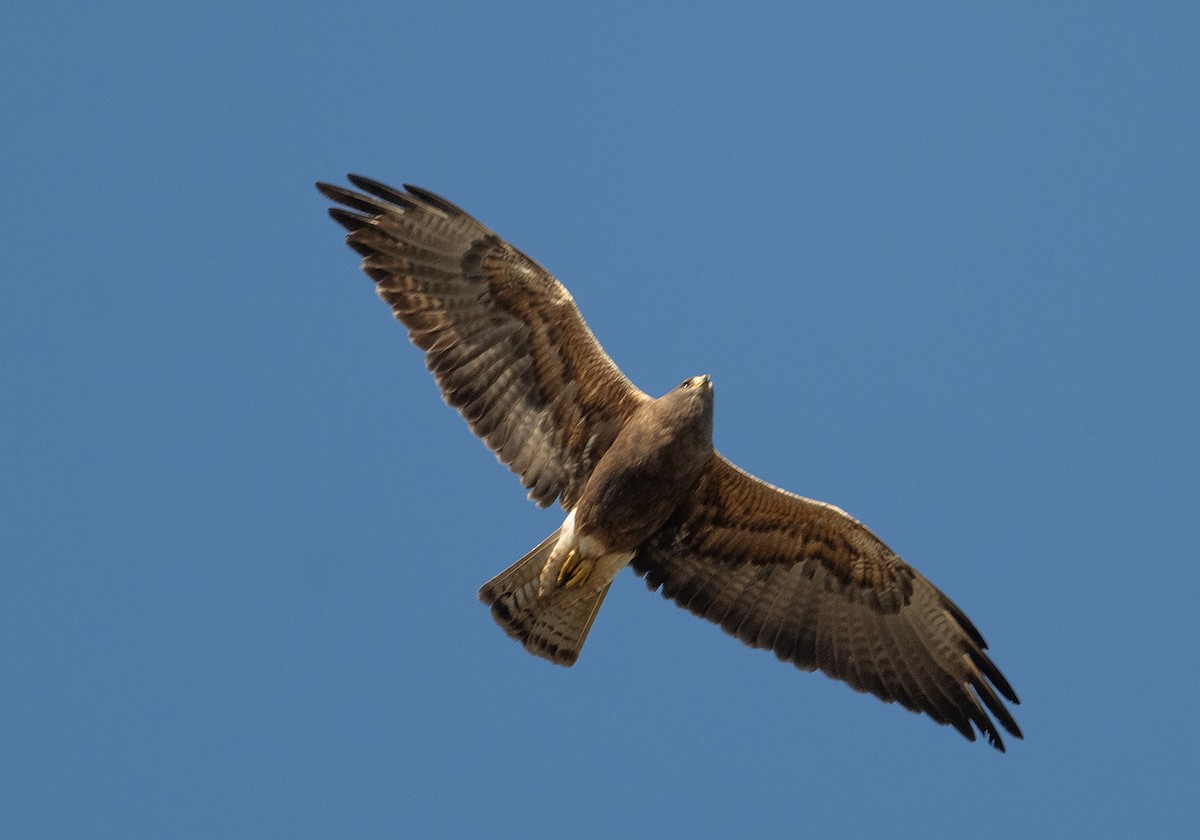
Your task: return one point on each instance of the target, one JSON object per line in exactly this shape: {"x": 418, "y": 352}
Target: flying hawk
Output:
{"x": 642, "y": 485}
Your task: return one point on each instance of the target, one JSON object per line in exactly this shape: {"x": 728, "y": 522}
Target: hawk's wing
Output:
{"x": 503, "y": 337}
{"x": 807, "y": 581}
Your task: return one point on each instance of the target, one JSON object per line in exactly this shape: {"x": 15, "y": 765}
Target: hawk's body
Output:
{"x": 643, "y": 486}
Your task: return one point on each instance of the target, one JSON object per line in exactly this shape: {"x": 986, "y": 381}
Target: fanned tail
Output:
{"x": 552, "y": 625}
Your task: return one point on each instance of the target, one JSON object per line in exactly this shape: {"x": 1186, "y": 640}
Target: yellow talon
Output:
{"x": 574, "y": 570}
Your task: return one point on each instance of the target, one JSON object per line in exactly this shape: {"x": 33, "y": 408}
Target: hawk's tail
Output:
{"x": 552, "y": 625}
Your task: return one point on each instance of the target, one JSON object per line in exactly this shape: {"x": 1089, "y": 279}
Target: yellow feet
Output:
{"x": 574, "y": 570}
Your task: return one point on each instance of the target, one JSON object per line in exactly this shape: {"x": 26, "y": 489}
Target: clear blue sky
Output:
{"x": 941, "y": 262}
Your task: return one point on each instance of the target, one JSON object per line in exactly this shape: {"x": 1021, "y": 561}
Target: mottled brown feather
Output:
{"x": 799, "y": 577}
{"x": 810, "y": 583}
{"x": 502, "y": 336}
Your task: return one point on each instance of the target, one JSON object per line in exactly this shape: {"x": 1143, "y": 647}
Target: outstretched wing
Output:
{"x": 813, "y": 585}
{"x": 503, "y": 337}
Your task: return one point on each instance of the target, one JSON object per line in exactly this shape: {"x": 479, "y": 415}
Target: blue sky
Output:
{"x": 942, "y": 263}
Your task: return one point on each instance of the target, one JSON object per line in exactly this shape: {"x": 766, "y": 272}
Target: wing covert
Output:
{"x": 813, "y": 585}
{"x": 504, "y": 339}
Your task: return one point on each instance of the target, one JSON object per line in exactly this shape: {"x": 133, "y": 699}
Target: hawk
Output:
{"x": 642, "y": 485}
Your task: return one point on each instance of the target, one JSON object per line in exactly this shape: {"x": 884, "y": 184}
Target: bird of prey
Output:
{"x": 642, "y": 485}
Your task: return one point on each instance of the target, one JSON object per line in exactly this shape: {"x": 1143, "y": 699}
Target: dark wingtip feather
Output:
{"x": 381, "y": 190}
{"x": 351, "y": 221}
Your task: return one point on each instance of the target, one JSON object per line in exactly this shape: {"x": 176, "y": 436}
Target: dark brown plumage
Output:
{"x": 643, "y": 486}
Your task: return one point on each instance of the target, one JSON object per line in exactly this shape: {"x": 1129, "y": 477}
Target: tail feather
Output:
{"x": 553, "y": 625}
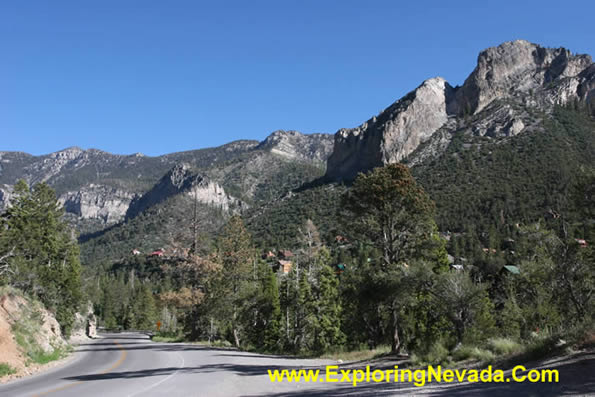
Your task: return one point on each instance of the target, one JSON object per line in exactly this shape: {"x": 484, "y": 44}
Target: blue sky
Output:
{"x": 163, "y": 76}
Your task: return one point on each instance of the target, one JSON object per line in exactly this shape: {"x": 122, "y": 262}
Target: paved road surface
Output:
{"x": 131, "y": 365}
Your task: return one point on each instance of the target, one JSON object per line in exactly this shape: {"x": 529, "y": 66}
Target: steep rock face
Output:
{"x": 295, "y": 145}
{"x": 5, "y": 195}
{"x": 181, "y": 179}
{"x": 496, "y": 100}
{"x": 551, "y": 76}
{"x": 100, "y": 202}
{"x": 393, "y": 134}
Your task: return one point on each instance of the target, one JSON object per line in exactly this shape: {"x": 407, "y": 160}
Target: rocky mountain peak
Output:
{"x": 519, "y": 67}
{"x": 295, "y": 145}
{"x": 394, "y": 133}
{"x": 516, "y": 72}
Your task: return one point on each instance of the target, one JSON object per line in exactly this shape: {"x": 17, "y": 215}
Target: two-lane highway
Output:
{"x": 130, "y": 364}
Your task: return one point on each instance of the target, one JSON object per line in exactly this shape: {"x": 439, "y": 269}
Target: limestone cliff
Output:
{"x": 498, "y": 99}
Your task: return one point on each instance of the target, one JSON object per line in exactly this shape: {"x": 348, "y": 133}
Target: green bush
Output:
{"x": 504, "y": 346}
{"x": 437, "y": 354}
{"x": 6, "y": 369}
{"x": 466, "y": 352}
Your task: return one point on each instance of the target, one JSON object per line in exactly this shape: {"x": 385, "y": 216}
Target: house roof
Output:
{"x": 512, "y": 269}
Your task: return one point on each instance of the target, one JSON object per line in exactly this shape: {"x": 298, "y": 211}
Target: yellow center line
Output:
{"x": 69, "y": 385}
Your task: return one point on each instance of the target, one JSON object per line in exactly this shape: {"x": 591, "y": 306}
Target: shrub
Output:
{"x": 466, "y": 352}
{"x": 6, "y": 369}
{"x": 504, "y": 346}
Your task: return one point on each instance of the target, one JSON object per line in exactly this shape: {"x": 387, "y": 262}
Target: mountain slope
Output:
{"x": 509, "y": 86}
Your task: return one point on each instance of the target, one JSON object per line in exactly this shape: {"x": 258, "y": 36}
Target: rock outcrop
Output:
{"x": 495, "y": 100}
{"x": 295, "y": 145}
{"x": 101, "y": 202}
{"x": 396, "y": 132}
{"x": 181, "y": 179}
{"x": 518, "y": 68}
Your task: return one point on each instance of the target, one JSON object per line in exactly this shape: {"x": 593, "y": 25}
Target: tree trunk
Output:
{"x": 396, "y": 342}
{"x": 236, "y": 337}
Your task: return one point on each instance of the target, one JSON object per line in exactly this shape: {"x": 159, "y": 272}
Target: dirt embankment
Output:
{"x": 30, "y": 336}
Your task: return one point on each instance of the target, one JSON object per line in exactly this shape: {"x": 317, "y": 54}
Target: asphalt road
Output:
{"x": 132, "y": 365}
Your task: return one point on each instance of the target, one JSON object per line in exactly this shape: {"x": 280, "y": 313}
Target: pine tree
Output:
{"x": 44, "y": 254}
{"x": 328, "y": 311}
{"x": 272, "y": 312}
{"x": 237, "y": 256}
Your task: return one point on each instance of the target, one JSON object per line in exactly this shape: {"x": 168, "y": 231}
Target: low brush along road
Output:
{"x": 129, "y": 364}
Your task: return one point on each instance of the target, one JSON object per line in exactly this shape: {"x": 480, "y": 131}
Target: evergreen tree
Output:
{"x": 44, "y": 256}
{"x": 237, "y": 256}
{"x": 328, "y": 306}
{"x": 390, "y": 212}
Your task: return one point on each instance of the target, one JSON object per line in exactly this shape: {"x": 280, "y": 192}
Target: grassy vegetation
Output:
{"x": 358, "y": 355}
{"x": 6, "y": 369}
{"x": 168, "y": 339}
{"x": 25, "y": 331}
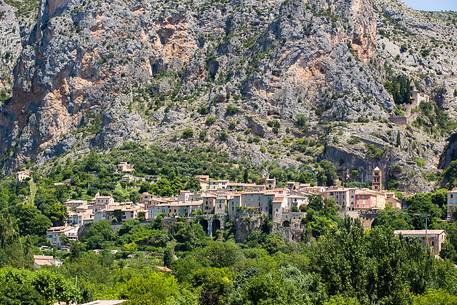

▶ **What you have to do**
Pick out every line above that contains the string "tail" and copy each one in full. Case counts.

▶ **Result of this exercise**
Target: fanned tail
Target: hawk's tail
Target: tail feather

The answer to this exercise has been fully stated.